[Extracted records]
* * *

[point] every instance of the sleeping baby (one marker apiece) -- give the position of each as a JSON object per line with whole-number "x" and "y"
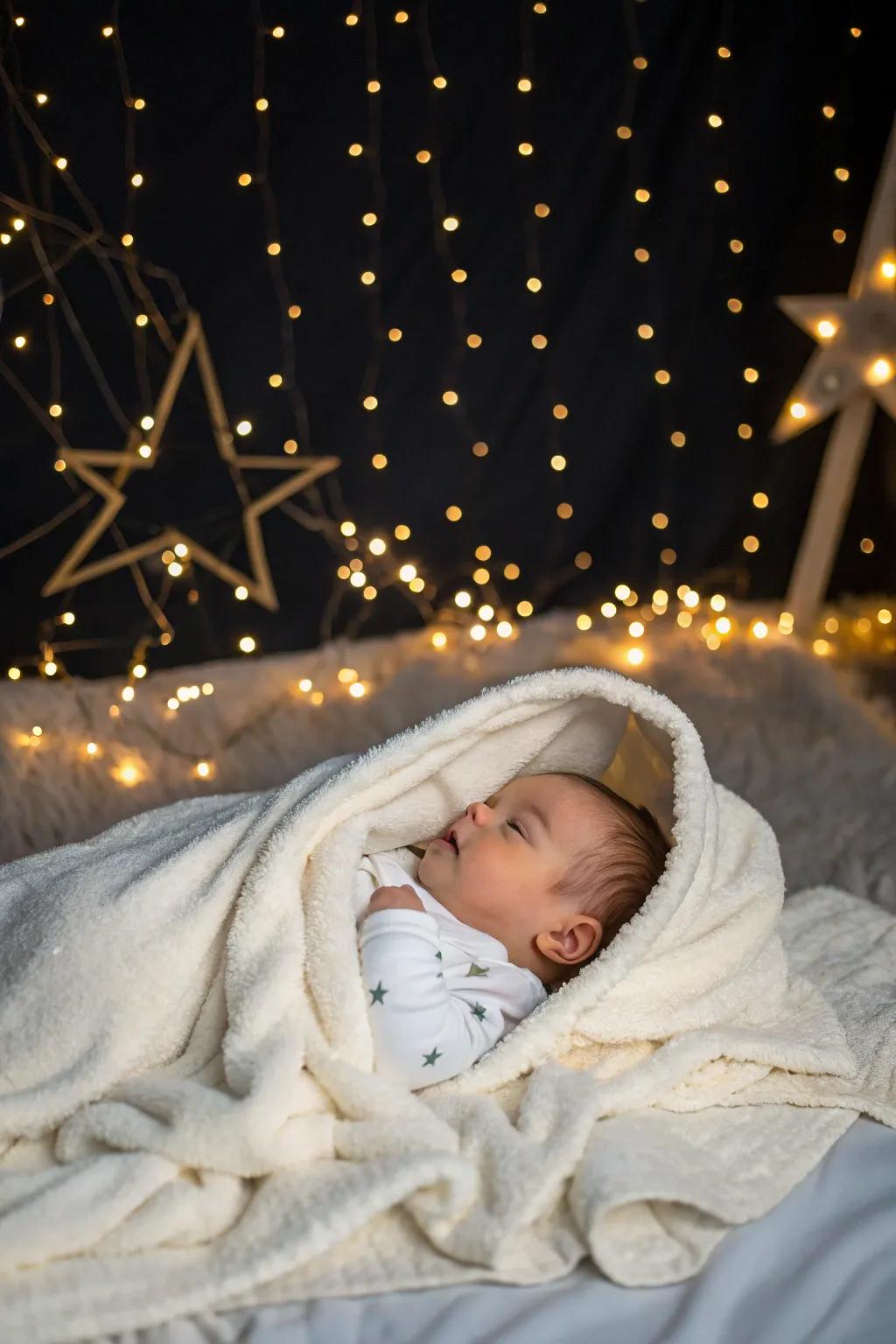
{"x": 504, "y": 907}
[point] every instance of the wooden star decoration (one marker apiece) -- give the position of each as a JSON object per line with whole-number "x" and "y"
{"x": 140, "y": 454}
{"x": 853, "y": 368}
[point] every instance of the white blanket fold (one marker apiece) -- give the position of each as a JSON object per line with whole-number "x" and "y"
{"x": 190, "y": 1116}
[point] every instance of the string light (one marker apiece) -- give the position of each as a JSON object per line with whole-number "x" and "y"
{"x": 878, "y": 370}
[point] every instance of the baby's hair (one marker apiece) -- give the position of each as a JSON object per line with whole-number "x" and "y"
{"x": 615, "y": 872}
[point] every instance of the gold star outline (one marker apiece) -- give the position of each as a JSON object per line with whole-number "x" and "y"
{"x": 82, "y": 463}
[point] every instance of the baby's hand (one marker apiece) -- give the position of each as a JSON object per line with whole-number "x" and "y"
{"x": 394, "y": 898}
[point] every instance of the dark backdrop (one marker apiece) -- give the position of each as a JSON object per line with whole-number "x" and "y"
{"x": 198, "y": 65}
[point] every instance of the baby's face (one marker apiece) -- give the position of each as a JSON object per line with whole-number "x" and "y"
{"x": 511, "y": 848}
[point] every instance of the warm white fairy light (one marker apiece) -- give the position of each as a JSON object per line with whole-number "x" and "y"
{"x": 880, "y": 370}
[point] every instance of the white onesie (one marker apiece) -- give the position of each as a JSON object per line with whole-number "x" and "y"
{"x": 439, "y": 992}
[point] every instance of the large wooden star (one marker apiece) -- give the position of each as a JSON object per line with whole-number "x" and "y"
{"x": 82, "y": 463}
{"x": 852, "y": 370}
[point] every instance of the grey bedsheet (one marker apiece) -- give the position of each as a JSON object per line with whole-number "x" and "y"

* * *

## Exercise
A faithful copy of all the lines above is needed, with the pictures omitted.

## Exercise response
[point] every instance of the sleeping baby (one marker apiece) -- give the position of each as a JSON object per line with whole-number "x" and "y"
{"x": 504, "y": 907}
[point] every instance of the wooden star decoration (one marker apiece) -- give the position of each as a JSON object per line with whole-number "x" and "y"
{"x": 140, "y": 454}
{"x": 853, "y": 368}
[point] every instance of the white blanket fold (one marker apiece) -- give the position of each as a JSON object per line with whole-number "x" and "y"
{"x": 190, "y": 1116}
[point] every instance of the string light (one marker apiece) -- give the position of each as a JSON object per line with whole-number "x" and "y"
{"x": 878, "y": 370}
[point] every instance of the baby's hair (one marker apiece) -- give the position of each as a JSON object per line with whole-number "x" and "y"
{"x": 615, "y": 872}
[point] every instance of the gold star outline (one marker apiece) -- give the position of each as a JSON object per line with whole-number "x" and "y"
{"x": 82, "y": 463}
[point] every instance of the baby's hand (one marker apiece) -- give the position of each as a JSON object per line with whole-number "x" and "y"
{"x": 394, "y": 898}
[point] every instance of the dark backdrop (one marker apiece) -- give the position of each as a JSON object per line with whole-number "x" and "y"
{"x": 198, "y": 65}
[point] every instance of the baby's face (one marker apiece) -- give the position of each as a JSON object per line with whole-number "x" and "y"
{"x": 511, "y": 848}
[point] every instance of the warm white fairy light (one marker apiece) -- give the position of each as a JSON object per line with whole-number "x" and "y"
{"x": 880, "y": 370}
[point] every instance of the white onesie (one marker apiece) -- give the position of each as a JSON object per line with whole-number "x" and "y"
{"x": 439, "y": 992}
[point] every instance of the large wooden star (one marker apiece) -- give the position of each as a JSON object per line with whole-number "x" and "y"
{"x": 82, "y": 463}
{"x": 852, "y": 370}
[point] every instance of the grey bedsheet (one marker apiece) -- give the position of each as a JSON object per line with whole-number "x" and "y"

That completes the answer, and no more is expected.